--- start of EXTRACTED DATA ---

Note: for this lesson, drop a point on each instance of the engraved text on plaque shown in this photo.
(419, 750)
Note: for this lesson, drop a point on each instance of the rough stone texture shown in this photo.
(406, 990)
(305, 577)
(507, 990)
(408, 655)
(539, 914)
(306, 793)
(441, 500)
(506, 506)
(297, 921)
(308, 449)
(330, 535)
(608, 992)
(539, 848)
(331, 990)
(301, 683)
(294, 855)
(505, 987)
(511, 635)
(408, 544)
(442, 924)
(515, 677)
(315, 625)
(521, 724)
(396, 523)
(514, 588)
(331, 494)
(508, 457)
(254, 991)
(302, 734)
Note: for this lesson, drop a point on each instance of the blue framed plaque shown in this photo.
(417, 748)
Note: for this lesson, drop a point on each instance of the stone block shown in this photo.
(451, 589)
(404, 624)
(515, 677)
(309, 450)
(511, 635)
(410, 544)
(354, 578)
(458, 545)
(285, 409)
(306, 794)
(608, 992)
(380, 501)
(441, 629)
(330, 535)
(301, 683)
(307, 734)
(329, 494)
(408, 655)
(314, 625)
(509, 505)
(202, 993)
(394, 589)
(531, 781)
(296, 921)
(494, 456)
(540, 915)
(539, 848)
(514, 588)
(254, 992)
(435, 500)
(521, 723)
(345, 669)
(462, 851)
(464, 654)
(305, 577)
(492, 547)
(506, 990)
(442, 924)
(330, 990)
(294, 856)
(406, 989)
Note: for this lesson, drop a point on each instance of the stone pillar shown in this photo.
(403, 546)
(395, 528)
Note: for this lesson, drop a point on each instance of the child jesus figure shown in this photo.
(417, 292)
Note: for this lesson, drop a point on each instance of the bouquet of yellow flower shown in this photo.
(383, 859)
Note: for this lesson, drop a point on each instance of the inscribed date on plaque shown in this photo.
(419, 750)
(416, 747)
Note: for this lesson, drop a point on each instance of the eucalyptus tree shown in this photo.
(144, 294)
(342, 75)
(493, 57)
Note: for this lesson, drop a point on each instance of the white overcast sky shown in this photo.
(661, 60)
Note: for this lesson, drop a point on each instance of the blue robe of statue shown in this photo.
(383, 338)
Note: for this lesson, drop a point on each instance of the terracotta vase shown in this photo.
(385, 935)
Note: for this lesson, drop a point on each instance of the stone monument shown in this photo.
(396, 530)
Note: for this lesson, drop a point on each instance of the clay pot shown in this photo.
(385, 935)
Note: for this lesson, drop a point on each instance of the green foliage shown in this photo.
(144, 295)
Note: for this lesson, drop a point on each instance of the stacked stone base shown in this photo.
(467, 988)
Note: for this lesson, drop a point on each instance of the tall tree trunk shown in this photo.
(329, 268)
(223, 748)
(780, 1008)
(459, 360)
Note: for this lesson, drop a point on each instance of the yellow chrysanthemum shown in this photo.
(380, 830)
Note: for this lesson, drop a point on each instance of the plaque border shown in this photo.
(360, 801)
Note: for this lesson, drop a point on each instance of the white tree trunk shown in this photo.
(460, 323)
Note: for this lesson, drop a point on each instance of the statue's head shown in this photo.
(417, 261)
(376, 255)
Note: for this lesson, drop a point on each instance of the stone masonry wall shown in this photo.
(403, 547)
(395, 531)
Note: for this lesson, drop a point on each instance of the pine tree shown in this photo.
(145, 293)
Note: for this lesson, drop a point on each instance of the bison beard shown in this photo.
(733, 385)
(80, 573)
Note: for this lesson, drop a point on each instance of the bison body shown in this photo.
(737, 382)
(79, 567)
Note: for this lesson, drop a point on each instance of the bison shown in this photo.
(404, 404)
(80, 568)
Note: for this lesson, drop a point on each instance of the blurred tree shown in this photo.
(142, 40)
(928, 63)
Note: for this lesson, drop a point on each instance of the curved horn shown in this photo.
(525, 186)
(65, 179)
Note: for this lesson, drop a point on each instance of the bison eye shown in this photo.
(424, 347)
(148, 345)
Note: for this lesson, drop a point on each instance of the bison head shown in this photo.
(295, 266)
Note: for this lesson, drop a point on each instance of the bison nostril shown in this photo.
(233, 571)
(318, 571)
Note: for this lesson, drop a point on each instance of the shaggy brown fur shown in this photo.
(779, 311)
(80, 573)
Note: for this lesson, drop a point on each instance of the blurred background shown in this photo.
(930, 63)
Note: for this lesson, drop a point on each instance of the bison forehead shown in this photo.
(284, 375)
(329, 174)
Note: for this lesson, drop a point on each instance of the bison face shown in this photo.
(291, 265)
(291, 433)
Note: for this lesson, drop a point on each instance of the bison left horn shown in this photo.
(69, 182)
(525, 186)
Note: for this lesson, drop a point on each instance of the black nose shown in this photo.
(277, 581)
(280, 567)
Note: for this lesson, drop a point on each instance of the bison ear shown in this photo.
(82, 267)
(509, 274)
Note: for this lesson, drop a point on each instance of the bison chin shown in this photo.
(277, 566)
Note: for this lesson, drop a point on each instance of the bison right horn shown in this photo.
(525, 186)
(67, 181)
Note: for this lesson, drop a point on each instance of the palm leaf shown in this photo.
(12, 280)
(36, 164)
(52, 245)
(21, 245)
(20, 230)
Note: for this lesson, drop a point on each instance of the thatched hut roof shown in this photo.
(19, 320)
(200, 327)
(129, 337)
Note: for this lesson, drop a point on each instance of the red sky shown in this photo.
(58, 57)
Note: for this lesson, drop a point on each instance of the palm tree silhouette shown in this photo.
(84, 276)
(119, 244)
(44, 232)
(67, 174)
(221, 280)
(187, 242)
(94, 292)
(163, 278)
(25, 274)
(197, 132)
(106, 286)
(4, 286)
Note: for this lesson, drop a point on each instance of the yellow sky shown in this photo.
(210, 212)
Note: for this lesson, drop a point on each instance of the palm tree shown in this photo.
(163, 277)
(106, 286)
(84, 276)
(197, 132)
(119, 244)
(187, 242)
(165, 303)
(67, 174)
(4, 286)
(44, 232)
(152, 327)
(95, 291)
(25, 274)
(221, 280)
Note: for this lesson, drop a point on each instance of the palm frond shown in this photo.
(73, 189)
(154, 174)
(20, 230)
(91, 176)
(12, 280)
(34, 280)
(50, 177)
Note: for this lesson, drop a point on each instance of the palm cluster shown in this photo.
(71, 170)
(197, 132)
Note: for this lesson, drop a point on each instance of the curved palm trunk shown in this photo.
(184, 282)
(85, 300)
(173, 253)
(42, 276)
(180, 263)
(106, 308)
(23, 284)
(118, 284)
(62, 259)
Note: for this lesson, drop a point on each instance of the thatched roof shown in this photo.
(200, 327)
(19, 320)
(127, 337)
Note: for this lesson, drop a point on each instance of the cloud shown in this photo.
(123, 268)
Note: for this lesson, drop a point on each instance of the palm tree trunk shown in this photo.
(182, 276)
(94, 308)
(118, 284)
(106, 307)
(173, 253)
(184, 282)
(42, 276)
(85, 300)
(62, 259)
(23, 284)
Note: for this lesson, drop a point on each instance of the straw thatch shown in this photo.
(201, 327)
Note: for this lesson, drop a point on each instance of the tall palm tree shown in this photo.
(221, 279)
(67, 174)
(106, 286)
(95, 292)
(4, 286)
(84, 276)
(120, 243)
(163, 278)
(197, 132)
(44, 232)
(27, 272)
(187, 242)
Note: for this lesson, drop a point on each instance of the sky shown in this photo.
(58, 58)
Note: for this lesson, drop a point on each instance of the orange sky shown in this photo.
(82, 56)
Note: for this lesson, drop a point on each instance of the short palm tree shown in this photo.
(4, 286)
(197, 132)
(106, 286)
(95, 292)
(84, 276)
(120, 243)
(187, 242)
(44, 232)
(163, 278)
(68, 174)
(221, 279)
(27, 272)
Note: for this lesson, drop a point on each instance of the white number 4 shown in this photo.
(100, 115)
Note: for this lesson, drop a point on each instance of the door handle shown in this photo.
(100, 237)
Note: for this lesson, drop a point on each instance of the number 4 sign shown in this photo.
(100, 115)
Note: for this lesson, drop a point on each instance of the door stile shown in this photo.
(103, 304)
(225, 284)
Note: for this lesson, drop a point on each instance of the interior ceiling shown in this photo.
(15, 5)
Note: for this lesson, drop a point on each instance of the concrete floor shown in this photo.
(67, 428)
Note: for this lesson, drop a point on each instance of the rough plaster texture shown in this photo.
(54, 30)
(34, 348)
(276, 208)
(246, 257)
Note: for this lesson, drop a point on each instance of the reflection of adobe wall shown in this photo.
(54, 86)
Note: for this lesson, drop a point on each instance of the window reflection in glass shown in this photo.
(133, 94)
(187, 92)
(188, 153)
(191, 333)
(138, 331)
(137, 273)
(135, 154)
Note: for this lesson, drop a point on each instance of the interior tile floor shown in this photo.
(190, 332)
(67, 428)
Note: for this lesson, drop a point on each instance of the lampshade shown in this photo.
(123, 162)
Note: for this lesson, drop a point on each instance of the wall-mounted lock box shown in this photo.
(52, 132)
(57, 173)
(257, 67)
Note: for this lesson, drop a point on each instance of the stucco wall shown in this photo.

--- end of EXTRACTED DATA ---

From the line holding "tile floor shown in this photo." through the last line above, reproduce each line exactly and add nothing.

# SOLVED EXERCISE
Note: for this lesson, drop a point on each instance of the interior tile floor shown in this photo.
(190, 332)
(67, 428)
Note: for this lesson, drop a point on each instance of the lampshade shown in this photo.
(123, 162)
Note: for this lesson, drop a point on each instance of the wall-mounted lock box shown in this photo.
(52, 132)
(57, 173)
(257, 67)
Note: for this lesson, drop a point on each instance of the stucco wall shown in this photo.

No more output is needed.